• [Exercise requirements]: Render part of the listing below as a Markdown table with the columns Row and Line, giving each non-blank line a row number. Begin at the line that contains "the rear door" and stop after the line that contains "[(412, 183)]", keeping both of those lines.

• [Provided information]:
◆ ◆ ◆ ◆ ◆ ◆ ◆
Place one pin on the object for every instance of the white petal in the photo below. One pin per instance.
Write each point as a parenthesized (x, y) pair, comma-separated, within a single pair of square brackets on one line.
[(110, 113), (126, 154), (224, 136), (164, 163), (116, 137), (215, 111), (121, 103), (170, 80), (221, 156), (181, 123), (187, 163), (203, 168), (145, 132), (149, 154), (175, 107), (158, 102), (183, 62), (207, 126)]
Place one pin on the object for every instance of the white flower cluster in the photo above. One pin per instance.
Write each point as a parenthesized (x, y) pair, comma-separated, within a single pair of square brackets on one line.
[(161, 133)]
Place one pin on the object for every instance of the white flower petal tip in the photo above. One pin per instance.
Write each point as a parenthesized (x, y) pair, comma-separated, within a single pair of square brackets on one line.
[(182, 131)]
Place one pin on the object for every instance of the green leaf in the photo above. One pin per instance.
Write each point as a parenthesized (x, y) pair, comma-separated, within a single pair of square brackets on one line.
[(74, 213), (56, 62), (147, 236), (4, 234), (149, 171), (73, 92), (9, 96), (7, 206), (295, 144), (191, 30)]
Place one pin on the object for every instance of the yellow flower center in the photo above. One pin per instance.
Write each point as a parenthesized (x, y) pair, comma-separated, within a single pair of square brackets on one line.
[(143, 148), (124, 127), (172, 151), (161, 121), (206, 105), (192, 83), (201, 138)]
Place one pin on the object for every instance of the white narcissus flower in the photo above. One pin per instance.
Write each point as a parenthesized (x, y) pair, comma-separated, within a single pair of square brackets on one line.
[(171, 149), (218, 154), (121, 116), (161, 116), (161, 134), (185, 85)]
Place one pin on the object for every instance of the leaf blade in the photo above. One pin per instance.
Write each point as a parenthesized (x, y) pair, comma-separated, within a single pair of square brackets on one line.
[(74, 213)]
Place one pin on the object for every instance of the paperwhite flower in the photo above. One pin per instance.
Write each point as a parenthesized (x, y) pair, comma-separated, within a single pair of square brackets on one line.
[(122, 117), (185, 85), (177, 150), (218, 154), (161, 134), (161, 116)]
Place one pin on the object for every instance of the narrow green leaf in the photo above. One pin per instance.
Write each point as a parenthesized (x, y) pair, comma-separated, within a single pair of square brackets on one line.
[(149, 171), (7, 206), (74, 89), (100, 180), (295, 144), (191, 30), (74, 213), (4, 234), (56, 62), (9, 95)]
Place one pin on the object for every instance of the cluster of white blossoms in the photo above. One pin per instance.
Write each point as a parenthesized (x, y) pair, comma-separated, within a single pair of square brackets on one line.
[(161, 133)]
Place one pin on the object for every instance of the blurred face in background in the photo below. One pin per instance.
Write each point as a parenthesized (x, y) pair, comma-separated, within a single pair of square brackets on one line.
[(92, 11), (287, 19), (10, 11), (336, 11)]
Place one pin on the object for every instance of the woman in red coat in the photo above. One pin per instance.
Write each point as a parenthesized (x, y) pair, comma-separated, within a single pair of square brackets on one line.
◆ ◆ ◆ ◆ ◆ ◆ ◆
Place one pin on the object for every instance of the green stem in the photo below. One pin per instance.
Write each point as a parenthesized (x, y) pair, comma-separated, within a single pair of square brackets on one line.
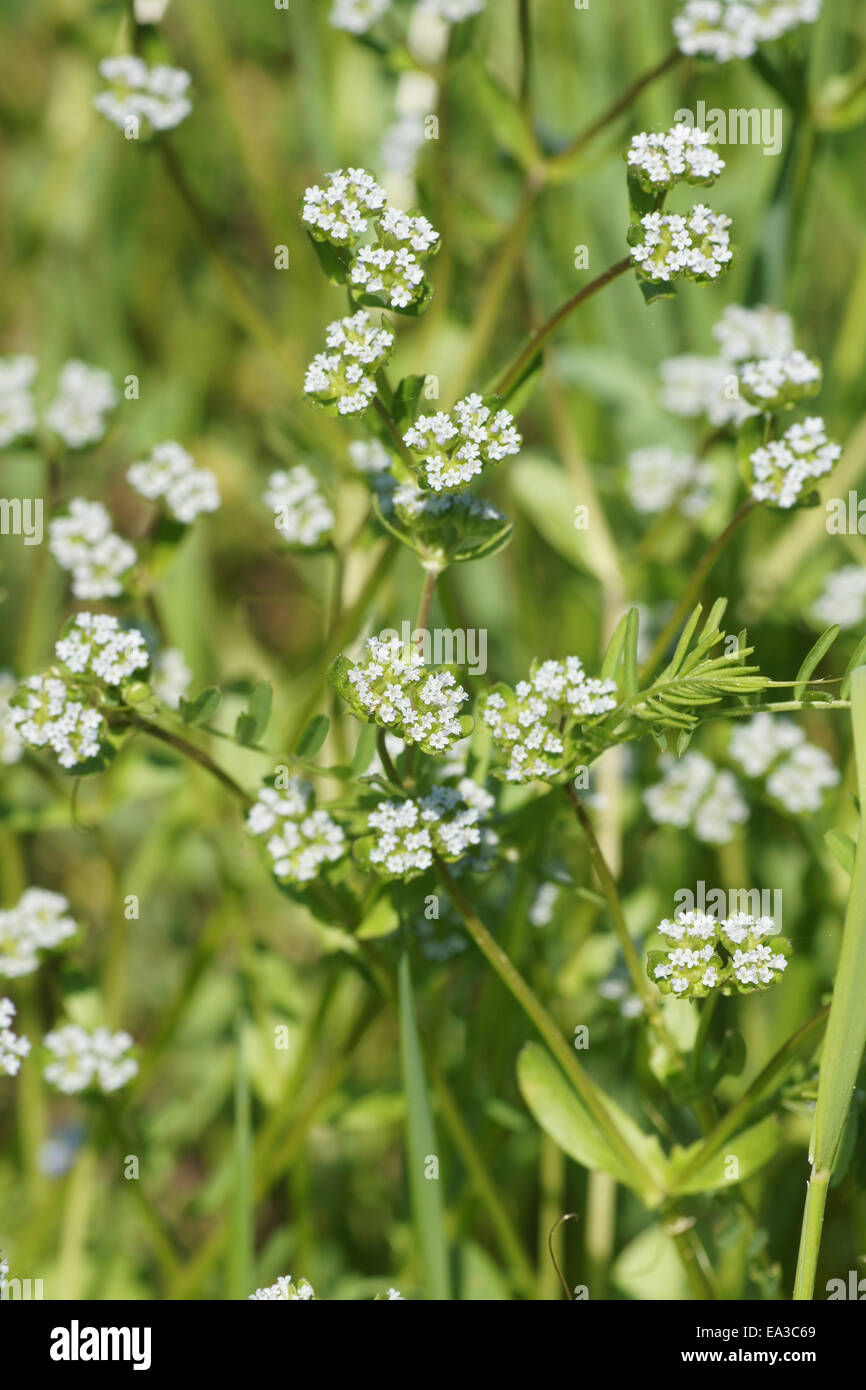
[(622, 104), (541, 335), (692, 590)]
◆ ◆ ◆ ◆ ◆ ◆ ◆
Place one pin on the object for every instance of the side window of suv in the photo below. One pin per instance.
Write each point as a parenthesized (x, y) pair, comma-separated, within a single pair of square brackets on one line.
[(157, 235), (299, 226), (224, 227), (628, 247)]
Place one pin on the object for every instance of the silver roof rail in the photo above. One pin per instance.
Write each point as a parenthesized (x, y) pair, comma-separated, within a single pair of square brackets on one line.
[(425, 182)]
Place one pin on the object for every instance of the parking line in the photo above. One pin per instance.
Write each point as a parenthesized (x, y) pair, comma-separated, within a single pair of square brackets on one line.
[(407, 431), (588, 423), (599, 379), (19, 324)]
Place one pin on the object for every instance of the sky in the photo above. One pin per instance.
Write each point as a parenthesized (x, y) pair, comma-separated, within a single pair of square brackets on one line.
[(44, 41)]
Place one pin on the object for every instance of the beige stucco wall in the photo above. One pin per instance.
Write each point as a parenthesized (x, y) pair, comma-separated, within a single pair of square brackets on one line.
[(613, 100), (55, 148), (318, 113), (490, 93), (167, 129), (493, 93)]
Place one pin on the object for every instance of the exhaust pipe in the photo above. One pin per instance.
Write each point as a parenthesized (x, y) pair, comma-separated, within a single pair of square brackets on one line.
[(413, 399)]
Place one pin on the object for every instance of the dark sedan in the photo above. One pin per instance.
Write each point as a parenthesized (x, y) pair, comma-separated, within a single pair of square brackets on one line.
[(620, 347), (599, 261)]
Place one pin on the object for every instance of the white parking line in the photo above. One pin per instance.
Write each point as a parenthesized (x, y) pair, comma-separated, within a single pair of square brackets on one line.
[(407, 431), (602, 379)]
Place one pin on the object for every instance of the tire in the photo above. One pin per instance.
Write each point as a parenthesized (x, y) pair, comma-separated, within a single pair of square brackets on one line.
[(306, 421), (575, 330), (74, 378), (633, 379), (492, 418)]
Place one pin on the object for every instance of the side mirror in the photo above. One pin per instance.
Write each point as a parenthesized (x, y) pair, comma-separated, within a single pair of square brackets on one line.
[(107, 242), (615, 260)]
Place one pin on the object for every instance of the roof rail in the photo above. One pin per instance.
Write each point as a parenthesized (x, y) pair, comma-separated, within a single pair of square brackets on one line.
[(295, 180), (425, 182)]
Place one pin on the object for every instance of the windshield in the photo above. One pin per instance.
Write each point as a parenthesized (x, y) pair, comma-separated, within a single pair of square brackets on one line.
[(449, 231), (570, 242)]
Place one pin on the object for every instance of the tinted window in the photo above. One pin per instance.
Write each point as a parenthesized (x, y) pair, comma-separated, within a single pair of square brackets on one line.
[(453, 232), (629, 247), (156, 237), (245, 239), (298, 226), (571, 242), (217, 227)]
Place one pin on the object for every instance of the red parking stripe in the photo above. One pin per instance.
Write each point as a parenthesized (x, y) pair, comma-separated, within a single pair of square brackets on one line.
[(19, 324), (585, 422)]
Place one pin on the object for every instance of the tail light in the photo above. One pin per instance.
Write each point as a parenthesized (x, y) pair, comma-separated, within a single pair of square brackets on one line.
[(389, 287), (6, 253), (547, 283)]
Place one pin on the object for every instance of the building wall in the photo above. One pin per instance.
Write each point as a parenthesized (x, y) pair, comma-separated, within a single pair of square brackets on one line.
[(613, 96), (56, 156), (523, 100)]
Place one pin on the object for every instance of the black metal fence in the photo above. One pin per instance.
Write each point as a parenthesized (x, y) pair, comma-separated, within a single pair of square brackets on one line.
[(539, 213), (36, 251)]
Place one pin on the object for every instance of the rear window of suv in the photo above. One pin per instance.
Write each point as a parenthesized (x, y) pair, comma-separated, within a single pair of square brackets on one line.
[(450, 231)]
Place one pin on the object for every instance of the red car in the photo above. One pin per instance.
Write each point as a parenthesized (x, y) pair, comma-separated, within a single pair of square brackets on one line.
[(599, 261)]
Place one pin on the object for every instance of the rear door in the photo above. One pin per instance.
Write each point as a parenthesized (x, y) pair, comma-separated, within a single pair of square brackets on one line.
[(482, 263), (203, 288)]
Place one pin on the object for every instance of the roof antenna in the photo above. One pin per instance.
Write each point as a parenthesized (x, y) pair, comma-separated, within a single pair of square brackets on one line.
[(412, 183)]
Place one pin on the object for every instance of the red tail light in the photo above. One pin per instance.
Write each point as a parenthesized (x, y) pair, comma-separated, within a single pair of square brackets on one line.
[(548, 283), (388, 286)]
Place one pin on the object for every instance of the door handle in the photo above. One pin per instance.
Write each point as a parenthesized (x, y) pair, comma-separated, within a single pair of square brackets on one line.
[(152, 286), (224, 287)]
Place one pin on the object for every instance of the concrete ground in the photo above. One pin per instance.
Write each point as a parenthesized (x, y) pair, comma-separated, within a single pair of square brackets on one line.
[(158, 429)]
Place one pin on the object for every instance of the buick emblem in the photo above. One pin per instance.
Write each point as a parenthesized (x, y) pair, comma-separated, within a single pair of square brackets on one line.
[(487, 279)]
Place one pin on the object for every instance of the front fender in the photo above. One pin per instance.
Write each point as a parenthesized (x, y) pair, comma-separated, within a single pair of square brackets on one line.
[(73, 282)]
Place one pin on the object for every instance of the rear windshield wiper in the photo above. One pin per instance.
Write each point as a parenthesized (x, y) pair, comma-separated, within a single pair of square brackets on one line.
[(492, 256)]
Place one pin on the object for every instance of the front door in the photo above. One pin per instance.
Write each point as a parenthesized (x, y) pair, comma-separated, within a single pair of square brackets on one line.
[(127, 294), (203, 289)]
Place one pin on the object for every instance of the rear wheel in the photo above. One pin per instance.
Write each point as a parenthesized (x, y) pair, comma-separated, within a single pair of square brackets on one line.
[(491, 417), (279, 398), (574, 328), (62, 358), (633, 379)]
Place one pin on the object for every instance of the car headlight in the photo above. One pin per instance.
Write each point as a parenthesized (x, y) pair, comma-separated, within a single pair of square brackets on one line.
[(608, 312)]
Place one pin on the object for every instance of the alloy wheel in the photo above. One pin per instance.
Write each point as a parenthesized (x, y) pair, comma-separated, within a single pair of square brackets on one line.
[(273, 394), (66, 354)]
◆ ◆ ◆ ◆ ◆ ◆ ◆
• [Result of the exercise]:
| Row | Line |
|---|---|
| 1 | Place one pin on the object for every instance of the rear door in the photo above. One pin per instance. |
| 2 | Write each point as a parenthesized (x, y) pair, comma-separated, within a single pair of square brackets on one line. |
| 3 | [(482, 263), (203, 288)] |
| 4 | Place one pin on the object for every instance of the roof antenna in the photo above. One pin per instance. |
| 5 | Write each point as a parenthesized (x, y) pair, comma-separated, within a single pair of square brackets on one line. |
| 6 | [(412, 183)] |